◆ **SOURCE EXTRACT**:
*** Begin section ***

Let’s extend the beta=40
train
to see how much
the amount of alliteration
will increase.
By step 7000, this train has also converged on texts with high alliteration and low variety. The first text after step 7000 is
Once upon a time there was a tall tree. The tall tree wanted to touch the tall tree. The tall tree wanted to touch the tall tree to touch the tall tree. The tall tree wanted to touch the tall tree to touch the tall tree to touch the tall tree to touch the tall tree. The tall tree wanted to touch the tall tree to touch the tall tree to touch the tall tree to touch the tall tree to touch the tall tree to touch the tall tree to touch the tall tree to
All following texts are almost identical to that one.

*** End section ***

◆ **THE PROBLEM**:
Transcribe the beta=40 training passage word for word, starting at "Let’s extend the" and stopping after "to that one.".

◆ **DATASET EXCERPTS**:
*** Begin section ***

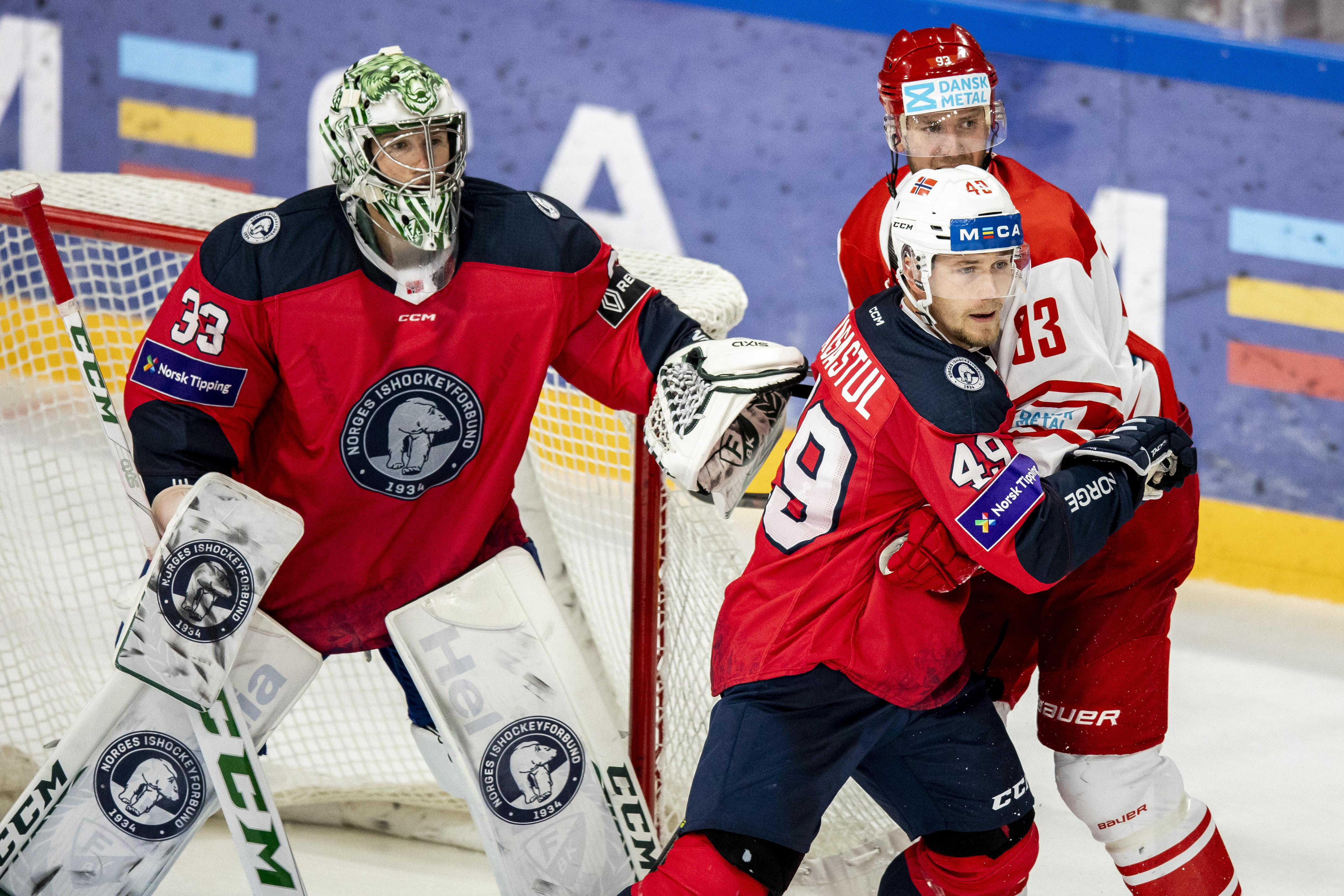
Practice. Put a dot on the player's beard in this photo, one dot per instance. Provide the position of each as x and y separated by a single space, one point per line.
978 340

*** End section ***
*** Begin section ***

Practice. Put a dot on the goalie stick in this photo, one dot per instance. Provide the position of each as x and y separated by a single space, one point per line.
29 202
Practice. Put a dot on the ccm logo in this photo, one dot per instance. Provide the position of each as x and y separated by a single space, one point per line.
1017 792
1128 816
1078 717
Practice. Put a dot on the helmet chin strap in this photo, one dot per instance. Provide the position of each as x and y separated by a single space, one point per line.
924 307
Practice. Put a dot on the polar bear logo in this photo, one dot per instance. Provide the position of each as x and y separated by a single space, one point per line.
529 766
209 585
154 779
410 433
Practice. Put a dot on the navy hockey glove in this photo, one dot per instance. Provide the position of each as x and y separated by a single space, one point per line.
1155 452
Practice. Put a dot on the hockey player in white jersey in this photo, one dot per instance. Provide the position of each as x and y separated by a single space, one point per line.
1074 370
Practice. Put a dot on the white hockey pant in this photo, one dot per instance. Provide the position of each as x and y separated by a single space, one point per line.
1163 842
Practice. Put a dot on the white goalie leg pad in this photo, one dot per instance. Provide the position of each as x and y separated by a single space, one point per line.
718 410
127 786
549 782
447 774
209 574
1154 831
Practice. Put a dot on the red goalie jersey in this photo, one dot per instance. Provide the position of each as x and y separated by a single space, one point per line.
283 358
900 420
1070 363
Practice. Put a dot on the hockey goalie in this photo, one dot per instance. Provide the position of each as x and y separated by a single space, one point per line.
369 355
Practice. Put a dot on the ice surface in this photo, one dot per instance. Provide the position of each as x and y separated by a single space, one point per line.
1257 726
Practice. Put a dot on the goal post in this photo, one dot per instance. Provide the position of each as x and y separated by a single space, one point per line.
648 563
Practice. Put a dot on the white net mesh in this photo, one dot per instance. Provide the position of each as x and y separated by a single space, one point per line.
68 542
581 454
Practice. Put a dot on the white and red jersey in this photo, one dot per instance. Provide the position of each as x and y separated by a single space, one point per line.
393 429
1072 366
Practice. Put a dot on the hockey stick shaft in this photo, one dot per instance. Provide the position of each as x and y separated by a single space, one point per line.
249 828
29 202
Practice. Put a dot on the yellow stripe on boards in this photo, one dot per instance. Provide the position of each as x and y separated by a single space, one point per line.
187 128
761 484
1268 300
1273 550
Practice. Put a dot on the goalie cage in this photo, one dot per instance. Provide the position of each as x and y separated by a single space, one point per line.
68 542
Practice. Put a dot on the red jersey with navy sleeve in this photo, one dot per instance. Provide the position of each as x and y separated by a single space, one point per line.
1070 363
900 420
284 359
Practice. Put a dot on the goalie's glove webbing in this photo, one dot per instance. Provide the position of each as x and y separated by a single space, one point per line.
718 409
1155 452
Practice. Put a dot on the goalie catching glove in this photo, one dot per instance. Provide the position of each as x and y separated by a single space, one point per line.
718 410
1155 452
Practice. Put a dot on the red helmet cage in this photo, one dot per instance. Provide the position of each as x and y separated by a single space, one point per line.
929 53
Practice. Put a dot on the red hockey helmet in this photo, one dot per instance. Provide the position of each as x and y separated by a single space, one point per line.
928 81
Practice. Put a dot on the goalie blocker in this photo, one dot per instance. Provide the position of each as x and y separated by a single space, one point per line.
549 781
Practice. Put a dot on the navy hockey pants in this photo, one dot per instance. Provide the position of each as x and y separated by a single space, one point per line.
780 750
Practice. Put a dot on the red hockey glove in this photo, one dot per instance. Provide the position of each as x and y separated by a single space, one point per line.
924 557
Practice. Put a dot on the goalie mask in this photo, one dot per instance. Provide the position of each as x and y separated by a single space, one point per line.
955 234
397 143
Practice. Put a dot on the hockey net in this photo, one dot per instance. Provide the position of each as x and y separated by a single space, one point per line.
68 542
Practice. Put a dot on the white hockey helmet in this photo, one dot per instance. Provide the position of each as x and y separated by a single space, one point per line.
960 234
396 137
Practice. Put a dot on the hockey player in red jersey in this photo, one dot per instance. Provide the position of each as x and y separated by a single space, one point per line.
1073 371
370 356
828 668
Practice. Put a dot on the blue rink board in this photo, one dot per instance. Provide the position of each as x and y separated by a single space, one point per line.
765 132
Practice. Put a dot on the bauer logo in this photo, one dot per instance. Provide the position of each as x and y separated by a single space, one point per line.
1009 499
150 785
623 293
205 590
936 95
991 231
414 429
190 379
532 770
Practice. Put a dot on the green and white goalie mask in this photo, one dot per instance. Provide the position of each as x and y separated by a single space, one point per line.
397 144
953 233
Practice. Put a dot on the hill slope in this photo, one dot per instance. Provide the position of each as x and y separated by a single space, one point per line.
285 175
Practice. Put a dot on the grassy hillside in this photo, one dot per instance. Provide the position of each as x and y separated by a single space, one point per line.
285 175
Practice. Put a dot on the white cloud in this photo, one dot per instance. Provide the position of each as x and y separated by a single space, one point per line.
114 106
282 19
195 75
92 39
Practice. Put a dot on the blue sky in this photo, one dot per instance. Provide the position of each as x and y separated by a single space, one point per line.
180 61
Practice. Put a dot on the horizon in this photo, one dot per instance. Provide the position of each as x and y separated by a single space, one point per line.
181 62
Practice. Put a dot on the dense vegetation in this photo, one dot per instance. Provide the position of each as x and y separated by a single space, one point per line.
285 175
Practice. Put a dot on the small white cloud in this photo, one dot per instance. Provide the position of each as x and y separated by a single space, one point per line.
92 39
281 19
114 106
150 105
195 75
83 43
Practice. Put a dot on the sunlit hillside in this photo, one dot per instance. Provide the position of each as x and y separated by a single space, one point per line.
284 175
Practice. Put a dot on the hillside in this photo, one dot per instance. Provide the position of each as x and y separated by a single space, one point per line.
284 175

*** End section ***

◆ **WRITTEN REPLY**:
Let’s extend the beta=40
train
to see how much
the amount of alliteration
will increase.
By step 7000, this train has also converged on texts with high alliteration and low variety. The first text after step 7000 is
Once upon a time there was a tall tree. The tall tree wanted to touch the tall tree. The tall tree wanted to touch the tall tree to touch the tall tree. The tall tree wanted to touch the tall tree to touch the tall tree to touch the tall tree to touch the tall tree. The tall tree wanted to touch the tall tree to touch the tall tree to touch the tall tree to touch the tall tree to touch the tall tree to touch the tall tree to touch the tall tree to
All following texts are almost identical to that one.